PROBLEM DETAILS.
Please restate the following records word for word.

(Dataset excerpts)
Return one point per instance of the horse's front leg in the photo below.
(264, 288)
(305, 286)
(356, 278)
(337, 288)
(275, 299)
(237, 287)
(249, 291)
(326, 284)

REPLY.
Return one point per instance of the horse's front leg in the photo below.
(264, 288)
(305, 286)
(356, 278)
(337, 288)
(275, 299)
(237, 287)
(249, 291)
(326, 284)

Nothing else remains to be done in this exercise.